• [Extracted information]

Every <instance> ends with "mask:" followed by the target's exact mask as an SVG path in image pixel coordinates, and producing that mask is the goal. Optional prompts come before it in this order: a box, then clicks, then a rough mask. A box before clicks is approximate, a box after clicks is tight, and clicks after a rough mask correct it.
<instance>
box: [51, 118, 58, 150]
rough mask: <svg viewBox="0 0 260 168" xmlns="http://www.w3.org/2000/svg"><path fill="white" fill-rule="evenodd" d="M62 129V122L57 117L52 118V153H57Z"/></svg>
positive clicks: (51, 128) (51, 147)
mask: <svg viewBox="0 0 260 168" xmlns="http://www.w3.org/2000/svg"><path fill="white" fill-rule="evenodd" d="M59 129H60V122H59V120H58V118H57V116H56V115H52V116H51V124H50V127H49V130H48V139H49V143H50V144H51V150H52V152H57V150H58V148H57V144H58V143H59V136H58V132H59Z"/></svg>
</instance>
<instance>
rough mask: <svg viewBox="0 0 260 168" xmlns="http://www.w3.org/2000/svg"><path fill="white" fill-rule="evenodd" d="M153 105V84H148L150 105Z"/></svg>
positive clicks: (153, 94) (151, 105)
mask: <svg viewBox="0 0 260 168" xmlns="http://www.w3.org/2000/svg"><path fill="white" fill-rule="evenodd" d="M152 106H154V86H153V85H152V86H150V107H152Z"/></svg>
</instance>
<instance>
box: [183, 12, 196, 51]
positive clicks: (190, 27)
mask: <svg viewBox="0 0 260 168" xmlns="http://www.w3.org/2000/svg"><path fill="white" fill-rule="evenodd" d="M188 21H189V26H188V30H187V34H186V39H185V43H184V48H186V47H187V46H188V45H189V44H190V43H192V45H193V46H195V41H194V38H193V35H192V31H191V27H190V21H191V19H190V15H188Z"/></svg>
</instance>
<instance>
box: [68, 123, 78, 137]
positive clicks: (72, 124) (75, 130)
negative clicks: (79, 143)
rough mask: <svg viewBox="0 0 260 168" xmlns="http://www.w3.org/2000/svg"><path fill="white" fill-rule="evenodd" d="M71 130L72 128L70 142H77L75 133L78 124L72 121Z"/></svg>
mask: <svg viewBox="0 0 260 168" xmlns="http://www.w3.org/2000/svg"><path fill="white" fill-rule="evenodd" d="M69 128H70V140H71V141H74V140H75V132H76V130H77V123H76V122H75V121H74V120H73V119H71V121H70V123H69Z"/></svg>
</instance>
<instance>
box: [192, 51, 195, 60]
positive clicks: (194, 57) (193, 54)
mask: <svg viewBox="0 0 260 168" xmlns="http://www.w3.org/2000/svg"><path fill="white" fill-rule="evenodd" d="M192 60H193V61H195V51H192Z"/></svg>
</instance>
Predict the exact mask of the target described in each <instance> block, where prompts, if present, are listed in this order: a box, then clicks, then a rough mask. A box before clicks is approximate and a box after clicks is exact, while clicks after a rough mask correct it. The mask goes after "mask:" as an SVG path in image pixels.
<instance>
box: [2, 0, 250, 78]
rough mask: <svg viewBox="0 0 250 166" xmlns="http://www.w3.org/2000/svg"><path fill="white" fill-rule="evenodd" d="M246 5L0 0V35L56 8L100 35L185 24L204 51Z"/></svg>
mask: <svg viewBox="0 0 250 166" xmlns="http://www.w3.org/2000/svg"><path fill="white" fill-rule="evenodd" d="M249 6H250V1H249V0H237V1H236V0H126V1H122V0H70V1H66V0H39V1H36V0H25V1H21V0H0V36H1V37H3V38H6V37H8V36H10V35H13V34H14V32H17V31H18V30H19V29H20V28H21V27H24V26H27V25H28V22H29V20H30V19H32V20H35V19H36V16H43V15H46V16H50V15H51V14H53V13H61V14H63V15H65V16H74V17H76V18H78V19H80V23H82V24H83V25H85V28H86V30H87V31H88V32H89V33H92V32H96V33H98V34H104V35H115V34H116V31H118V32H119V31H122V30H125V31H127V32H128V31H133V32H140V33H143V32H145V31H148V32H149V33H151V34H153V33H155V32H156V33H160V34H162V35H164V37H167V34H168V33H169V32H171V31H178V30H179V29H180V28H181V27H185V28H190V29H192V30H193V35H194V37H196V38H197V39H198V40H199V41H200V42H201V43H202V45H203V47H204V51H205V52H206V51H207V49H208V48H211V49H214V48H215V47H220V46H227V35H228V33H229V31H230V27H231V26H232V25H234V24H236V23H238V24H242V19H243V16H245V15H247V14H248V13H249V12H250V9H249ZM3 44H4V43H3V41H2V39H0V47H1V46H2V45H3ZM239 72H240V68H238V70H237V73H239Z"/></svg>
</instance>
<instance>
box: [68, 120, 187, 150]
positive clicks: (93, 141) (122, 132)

• [Exercise] Copy out the records above exactly.

• [Response to this task]
Every <instance> ends with "mask:" followed by the target's exact mask as an SVG path in image pixel coordinates, and producing that mask is the goal. Optional prompts come before it in this order: a box, then clicks, then a rough mask. A box before clicks is approximate, a box after clicks is tight, and clicks after a rough mask correct it.
<instance>
box: [51, 118, 58, 150]
rough mask: <svg viewBox="0 0 260 168" xmlns="http://www.w3.org/2000/svg"><path fill="white" fill-rule="evenodd" d="M62 129V122L57 117L52 118V153H57Z"/></svg>
positive clicks: (51, 128) (51, 147)
mask: <svg viewBox="0 0 260 168" xmlns="http://www.w3.org/2000/svg"><path fill="white" fill-rule="evenodd" d="M59 129H60V122H59V120H58V118H57V116H56V115H52V116H51V124H50V127H49V130H48V139H49V143H50V144H51V150H52V152H57V150H58V148H57V144H58V143H59V136H58V132H59Z"/></svg>
</instance>
<instance>
rough mask: <svg viewBox="0 0 260 168" xmlns="http://www.w3.org/2000/svg"><path fill="white" fill-rule="evenodd" d="M153 105V84H148L150 105Z"/></svg>
positive clicks: (153, 94) (151, 105)
mask: <svg viewBox="0 0 260 168" xmlns="http://www.w3.org/2000/svg"><path fill="white" fill-rule="evenodd" d="M152 106H154V86H153V85H152V86H150V107H152Z"/></svg>
</instance>
<instance>
box: [183, 12, 196, 51]
positive clicks: (190, 27)
mask: <svg viewBox="0 0 260 168" xmlns="http://www.w3.org/2000/svg"><path fill="white" fill-rule="evenodd" d="M188 21H189V26H188V30H187V34H186V39H185V43H184V48H186V47H187V46H188V45H189V44H190V43H192V45H193V46H195V41H194V38H193V35H192V31H191V27H190V21H191V19H190V15H188Z"/></svg>
</instance>
<instance>
box: [68, 123, 78, 137]
positive clicks: (72, 124) (75, 130)
negative clicks: (79, 143)
rough mask: <svg viewBox="0 0 260 168" xmlns="http://www.w3.org/2000/svg"><path fill="white" fill-rule="evenodd" d="M71 130L72 128L70 142H77L75 133L78 124L72 121Z"/></svg>
mask: <svg viewBox="0 0 260 168" xmlns="http://www.w3.org/2000/svg"><path fill="white" fill-rule="evenodd" d="M69 128H70V140H71V141H74V140H75V132H76V130H77V123H76V122H75V121H74V120H73V119H71V121H70V123H69Z"/></svg>
</instance>
<instance>
box: [192, 51, 195, 60]
positive clicks: (194, 57) (193, 54)
mask: <svg viewBox="0 0 260 168" xmlns="http://www.w3.org/2000/svg"><path fill="white" fill-rule="evenodd" d="M192 60H193V61H195V51H192Z"/></svg>
</instance>
Predict the exact mask of the target described in each <instance> block, where prompts, if present, are listed in this order: a box, then clicks, then a rough mask. A box before clicks is approximate and a box after clicks is exact, while clicks after a rough mask correct it. The mask goes after "mask:" as an SVG path in image pixels.
<instance>
box: [2, 0, 250, 78]
rough mask: <svg viewBox="0 0 250 166" xmlns="http://www.w3.org/2000/svg"><path fill="white" fill-rule="evenodd" d="M246 5L0 0V35L56 8L100 35L185 24L204 51Z"/></svg>
mask: <svg viewBox="0 0 250 166" xmlns="http://www.w3.org/2000/svg"><path fill="white" fill-rule="evenodd" d="M249 6H250V1H249V0H237V1H236V0H126V1H122V0H70V1H66V0H39V1H36V0H25V1H21V0H0V36H1V37H3V38H6V37H8V36H10V35H13V34H14V32H17V31H18V30H19V29H20V28H21V27H24V26H27V25H28V22H29V20H30V19H32V20H35V19H36V16H43V15H46V16H50V15H51V14H53V13H61V14H63V15H65V16H74V17H76V18H78V19H80V23H82V24H83V25H85V28H86V30H87V31H88V32H89V33H92V32H96V33H98V34H104V35H115V34H116V31H118V32H119V31H122V30H125V31H127V32H128V31H133V32H140V33H143V32H145V31H148V32H149V33H151V34H153V33H155V32H156V33H160V34H162V35H164V37H167V34H168V33H169V32H171V31H178V30H179V29H180V28H181V27H185V28H190V29H192V30H193V35H194V37H196V38H197V39H198V40H199V41H200V42H201V43H202V45H203V47H204V51H205V52H206V51H207V49H208V48H211V49H214V48H215V47H220V46H227V35H228V33H229V31H230V27H231V26H232V25H234V24H236V23H238V24H242V19H243V16H245V15H247V14H248V13H249V12H250V9H249ZM3 44H4V43H3V41H2V39H0V47H1V46H2V45H3ZM239 72H240V68H238V70H237V73H239Z"/></svg>
</instance>
<instance>
box: [68, 120, 187, 150]
positive clicks: (93, 141) (122, 132)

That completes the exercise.